• TAREFA 1:
Responda às perguntas a seguir com base no texto fornecido.
(a) Qual é o valor da multa prevista no Art. 167 do Código de Trânsito Brasileiro?
(b) Segundo o texto fornecido, sobre o que Pilatos questiona Jesus?
(c) Há quantos anos, segundo o texto fornecido, esse "alguém" já tinha claro o conceito de medidas profiláticas?
• TAREFA 2:
Transcreva do texto fornecido tudo o que vai de "Art. 167. Deixar" até "demais para nós?)".

Desviando: Alguém estava além do tempo e sabia que um povo, que estava tentando se estabelecer como nação, não poderia se dar ao luxo de ter suas progenitoras mortas ou estéreis e também seus genitores dizimados por maus hábitos de higiene. Em uma época tão remota, cuidados simples poderiam fazer toda a diferença entre a evolução de um povo e o seu completo extermínio. Alguém sabia que a humanidade ainda não tinha uma consciência evoluída e que naquele período da história ela deveria apenas ser obediente. Esse alguém, além de ter claro o conceito de medidas profiláticas, de saúde e de medicina há 4.000 anos atrás, também conhecia a psicologia humana e suas limitações. Assim como um pai sabe como lidar com uma criança a cada fase de sua evolução, esse alguém soube quando foi necessário apenas estabelecer regras. A questão que fica é, quem? Um viajante do tempo? Um ser extraterrestre, arquiteto da vida e da humanidade? Uma consciência (ou inconsciente) coletivo? A mãe Natureza? Talvez um único homem muito sábio? Quem sabe Deus? Não será hoje que falaremos disso. Aliás, acho que não será em outra ocasião também, pois já falei bastante sobre escolhas em outros textos.

Voltando: Por mais que nos esforcemos, não é possível conscientizar todo mundo a usar o cinto de segurança. Não é possível fazer com que todos decidam pela escolha certa só porque é a escolha correta a se fazer. Sempre será necessário limitar por baixo. Será necessário definir regras e leis.

"CTB - Lei nº 9.503 de 23 de Setembro de 1997
Institui o Código de Trânsito Brasileiro.
Art. 167. Deixar o condutor ou passageiro de usar o cinto de segurança, conforme previsto no art. 65:
Infração - grave;
Penalidade – multa de R$ 127,69;
Medida administrativa - retenção do veículo até colocação do cinto pelo infrator."

Existe um relato que me deixa muito, muito curioso. Aliás existem dois relatos que me deixam muito inquieto. É como se eu quisesse acordar de um sonho, mas não conseguisse. Em determinado momento Jesus é questionado por Pilatos sobre o que é a verdade, mas fica em silêncio. (Poxa vida, não fique em silêncio. Por favor, responda. Não me deixe com essa curiosidade.) Em outro momento, aliás anterior a esse que citei primeiro, Jesus diz que há muito o que dizer, mas que não podemos suportar agora. (Ah! O que não estamos enxergando? O que é demais para nós?)

• DADOS BRUTOS:

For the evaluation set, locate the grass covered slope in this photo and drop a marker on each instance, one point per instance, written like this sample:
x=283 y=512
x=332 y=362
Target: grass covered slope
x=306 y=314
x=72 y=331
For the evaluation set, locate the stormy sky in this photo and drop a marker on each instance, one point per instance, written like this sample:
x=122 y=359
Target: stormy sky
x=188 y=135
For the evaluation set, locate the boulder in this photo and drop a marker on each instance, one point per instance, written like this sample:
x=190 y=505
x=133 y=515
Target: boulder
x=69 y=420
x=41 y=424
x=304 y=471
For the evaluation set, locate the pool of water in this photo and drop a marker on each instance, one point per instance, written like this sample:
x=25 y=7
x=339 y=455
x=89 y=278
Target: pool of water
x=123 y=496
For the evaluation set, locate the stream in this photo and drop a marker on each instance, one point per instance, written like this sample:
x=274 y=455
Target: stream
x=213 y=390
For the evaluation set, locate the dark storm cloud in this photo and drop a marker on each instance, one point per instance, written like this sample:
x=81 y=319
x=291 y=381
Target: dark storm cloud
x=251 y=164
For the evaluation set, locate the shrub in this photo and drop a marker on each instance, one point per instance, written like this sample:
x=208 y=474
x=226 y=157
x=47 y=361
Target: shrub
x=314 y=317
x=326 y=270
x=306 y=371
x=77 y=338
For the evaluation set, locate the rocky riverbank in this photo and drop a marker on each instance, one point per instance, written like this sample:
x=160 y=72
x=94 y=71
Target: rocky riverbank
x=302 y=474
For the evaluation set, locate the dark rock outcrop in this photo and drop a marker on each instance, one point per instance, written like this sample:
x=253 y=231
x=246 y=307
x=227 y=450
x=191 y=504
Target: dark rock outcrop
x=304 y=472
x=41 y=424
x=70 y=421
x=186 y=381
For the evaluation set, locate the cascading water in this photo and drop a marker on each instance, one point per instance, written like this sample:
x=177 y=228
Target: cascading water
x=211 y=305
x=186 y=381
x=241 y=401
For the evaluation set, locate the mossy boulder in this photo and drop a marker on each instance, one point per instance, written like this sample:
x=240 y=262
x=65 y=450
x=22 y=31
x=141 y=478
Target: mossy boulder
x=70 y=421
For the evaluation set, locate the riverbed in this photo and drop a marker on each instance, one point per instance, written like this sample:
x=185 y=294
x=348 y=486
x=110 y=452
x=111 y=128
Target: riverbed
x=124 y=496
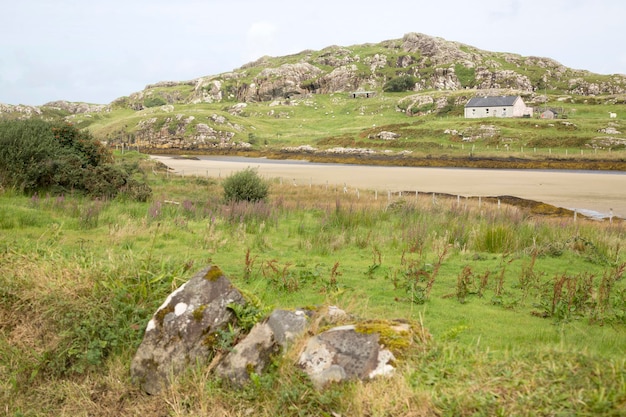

• RESPOSTA 1:
(a) R$ 127,69.
(b) Sobre o que é a verdade.
(c) Há 4.000 anos.

• RESPOSTA 2:
Art. 167. Deixar o condutor ou passageiro de usar o cinto de segurança, conforme previsto no art. 65:
Infração - grave;
Penalidade – multa de R$ 127,69;
Medida administrativa - retenção do veículo até colocação do cinto pelo infrator."

Existe um relato que me deixa muito, muito curioso. Aliás existem dois relatos que me deixam muito inquieto. É como se eu quisesse acordar de um sonho, mas não conseguisse. Em determinado momento Jesus é questionado por Pilatos sobre o que é a verdade, mas fica em silêncio. (Poxa vida, não fique em silêncio. Por favor, responda. Não me deixe com essa curiosidade.) Em outro momento, aliás anterior a esse que citei primeiro, Jesus diz que há muito o que dizer, mas que não podemos suportar agora. (Ah! O que não estamos enxergando? O que é demais para nós?)